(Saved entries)
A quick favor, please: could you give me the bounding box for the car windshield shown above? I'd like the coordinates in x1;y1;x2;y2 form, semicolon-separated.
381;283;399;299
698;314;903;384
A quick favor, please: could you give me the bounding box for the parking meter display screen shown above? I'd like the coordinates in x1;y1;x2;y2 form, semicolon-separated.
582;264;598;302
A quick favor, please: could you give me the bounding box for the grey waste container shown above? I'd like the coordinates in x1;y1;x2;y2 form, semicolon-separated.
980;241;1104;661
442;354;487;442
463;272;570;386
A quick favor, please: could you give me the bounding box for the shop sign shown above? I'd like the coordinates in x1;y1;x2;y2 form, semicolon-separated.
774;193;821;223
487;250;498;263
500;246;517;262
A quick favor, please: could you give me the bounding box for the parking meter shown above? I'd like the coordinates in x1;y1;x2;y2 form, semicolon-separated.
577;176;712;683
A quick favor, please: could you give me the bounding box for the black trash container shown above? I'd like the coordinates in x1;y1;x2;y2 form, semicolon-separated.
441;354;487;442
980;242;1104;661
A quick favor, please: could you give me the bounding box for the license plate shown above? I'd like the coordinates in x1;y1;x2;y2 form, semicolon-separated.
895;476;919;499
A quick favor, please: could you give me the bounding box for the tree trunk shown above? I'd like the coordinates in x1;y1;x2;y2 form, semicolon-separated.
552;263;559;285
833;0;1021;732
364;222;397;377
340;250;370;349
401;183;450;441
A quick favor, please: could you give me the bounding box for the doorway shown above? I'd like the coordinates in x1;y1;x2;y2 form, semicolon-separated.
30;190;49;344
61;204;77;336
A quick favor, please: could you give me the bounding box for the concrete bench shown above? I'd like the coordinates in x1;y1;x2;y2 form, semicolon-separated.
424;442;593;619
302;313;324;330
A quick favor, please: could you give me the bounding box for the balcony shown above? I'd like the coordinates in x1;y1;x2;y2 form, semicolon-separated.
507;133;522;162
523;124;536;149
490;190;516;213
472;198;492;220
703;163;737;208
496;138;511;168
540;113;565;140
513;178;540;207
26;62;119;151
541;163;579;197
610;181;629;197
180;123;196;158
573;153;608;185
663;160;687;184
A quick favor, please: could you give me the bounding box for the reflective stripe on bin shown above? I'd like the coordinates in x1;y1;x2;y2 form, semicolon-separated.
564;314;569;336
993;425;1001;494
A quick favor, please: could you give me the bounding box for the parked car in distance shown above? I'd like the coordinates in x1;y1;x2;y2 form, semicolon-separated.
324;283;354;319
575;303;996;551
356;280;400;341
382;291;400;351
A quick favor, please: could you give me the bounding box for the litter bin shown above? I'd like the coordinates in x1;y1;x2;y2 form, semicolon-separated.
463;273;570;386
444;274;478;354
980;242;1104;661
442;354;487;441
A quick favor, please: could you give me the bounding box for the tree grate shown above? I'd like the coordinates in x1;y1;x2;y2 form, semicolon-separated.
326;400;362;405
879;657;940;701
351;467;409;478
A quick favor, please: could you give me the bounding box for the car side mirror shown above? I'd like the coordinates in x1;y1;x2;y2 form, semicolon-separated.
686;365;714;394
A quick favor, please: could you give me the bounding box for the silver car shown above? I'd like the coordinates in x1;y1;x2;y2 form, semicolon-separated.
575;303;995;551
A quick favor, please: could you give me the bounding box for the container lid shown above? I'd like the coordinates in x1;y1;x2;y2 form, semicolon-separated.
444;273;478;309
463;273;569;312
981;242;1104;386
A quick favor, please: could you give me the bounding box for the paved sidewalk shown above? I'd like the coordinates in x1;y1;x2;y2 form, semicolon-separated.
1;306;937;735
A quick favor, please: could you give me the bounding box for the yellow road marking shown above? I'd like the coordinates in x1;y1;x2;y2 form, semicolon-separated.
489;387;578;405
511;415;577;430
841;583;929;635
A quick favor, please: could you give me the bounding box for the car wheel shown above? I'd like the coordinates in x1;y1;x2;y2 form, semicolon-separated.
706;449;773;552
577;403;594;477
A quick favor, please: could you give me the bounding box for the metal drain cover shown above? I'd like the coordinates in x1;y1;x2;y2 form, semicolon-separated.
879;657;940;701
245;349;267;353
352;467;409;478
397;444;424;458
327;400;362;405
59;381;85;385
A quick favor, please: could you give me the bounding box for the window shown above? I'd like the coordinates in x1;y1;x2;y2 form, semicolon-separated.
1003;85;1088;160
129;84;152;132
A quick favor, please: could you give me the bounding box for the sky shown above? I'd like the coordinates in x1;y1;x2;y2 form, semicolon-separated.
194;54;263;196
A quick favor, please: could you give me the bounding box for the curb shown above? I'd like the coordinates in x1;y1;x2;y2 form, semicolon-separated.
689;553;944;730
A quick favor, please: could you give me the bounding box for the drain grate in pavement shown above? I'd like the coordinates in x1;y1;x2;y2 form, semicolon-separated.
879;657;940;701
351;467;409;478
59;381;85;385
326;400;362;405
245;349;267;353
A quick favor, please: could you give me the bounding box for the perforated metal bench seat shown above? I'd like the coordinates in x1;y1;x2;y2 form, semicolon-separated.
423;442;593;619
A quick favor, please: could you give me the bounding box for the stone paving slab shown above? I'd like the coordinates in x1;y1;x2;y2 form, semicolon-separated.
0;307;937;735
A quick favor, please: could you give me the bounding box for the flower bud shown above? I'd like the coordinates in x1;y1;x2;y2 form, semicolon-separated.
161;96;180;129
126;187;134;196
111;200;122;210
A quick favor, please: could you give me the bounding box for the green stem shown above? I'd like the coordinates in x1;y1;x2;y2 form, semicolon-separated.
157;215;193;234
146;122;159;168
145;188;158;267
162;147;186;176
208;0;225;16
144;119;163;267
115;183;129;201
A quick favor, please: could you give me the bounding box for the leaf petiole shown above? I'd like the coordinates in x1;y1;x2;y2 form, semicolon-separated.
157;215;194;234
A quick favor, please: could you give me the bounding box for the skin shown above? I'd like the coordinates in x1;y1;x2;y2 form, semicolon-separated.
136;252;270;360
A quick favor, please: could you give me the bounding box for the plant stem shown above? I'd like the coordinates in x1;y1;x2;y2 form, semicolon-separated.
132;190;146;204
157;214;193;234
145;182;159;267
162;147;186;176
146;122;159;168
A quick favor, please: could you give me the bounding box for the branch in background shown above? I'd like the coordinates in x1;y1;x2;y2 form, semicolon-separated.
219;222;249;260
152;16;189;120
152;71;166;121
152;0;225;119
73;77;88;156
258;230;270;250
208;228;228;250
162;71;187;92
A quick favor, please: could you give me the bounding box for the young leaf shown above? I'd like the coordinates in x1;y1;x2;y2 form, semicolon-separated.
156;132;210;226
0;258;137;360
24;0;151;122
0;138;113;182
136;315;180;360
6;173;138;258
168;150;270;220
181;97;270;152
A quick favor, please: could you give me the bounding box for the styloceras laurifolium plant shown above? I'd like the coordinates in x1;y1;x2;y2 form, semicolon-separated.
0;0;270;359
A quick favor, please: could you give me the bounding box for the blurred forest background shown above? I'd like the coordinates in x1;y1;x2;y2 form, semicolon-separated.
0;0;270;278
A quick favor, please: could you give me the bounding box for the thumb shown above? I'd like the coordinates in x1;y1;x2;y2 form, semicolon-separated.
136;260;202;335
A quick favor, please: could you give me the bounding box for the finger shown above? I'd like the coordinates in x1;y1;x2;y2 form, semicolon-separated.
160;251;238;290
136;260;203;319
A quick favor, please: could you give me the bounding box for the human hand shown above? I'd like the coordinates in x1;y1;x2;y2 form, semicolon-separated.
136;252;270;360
==
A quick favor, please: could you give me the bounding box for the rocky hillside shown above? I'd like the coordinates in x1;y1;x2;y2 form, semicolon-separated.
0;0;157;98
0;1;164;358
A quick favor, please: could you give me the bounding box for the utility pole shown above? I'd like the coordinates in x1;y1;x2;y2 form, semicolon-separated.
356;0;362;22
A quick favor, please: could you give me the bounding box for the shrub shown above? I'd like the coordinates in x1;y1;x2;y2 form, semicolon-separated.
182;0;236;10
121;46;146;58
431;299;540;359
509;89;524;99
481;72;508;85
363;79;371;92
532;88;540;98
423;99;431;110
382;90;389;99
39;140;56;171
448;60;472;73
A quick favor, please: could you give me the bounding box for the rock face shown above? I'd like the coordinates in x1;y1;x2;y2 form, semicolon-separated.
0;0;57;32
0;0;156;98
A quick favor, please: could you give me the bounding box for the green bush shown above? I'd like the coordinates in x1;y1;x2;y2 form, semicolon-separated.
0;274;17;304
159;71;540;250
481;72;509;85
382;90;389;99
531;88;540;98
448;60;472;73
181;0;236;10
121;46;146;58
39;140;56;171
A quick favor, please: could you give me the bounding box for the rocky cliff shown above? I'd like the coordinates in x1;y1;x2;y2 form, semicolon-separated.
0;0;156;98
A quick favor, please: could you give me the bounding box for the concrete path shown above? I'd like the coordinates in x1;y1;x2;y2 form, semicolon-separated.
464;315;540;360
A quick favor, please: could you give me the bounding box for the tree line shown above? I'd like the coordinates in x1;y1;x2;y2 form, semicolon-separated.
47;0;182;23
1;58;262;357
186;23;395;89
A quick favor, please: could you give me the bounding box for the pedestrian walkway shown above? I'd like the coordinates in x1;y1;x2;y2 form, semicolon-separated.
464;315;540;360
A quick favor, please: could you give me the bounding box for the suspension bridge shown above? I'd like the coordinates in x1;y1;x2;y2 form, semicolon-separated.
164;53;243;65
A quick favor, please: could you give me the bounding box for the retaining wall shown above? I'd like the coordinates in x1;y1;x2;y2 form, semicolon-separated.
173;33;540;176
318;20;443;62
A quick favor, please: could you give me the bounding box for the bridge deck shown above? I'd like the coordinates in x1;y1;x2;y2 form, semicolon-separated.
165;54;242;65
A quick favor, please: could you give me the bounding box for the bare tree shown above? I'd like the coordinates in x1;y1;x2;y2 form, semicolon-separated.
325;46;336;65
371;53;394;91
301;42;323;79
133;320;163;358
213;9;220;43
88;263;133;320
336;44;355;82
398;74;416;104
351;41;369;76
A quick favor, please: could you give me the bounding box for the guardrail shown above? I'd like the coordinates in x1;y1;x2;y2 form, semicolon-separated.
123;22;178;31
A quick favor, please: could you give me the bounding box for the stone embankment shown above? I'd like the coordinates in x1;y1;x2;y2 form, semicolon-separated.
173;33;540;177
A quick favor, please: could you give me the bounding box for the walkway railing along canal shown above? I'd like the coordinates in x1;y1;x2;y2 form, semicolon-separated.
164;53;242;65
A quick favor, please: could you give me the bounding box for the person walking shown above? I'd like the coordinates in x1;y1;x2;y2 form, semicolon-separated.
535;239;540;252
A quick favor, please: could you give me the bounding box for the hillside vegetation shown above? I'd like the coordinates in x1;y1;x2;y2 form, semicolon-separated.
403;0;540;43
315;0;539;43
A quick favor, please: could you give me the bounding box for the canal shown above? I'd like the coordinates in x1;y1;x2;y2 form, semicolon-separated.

## What is expected:
Your answer should consist only of the lines above between the line holding "for the hillside" and the line holding "for the canal", inclusive, each transcribed exactly.

## Written response:
A quick favor, please: could you give me the bounding box for the hillside vegetation shown above? I'd like the coordinates in x1;y1;x2;y2 form, semicolon-separated.
403;0;540;43
315;0;539;43
A quick favor, please: could you give me the bounding box for the canal shown above? I'd like the coordinates in x1;y1;x2;y2 form, semicolon-separated.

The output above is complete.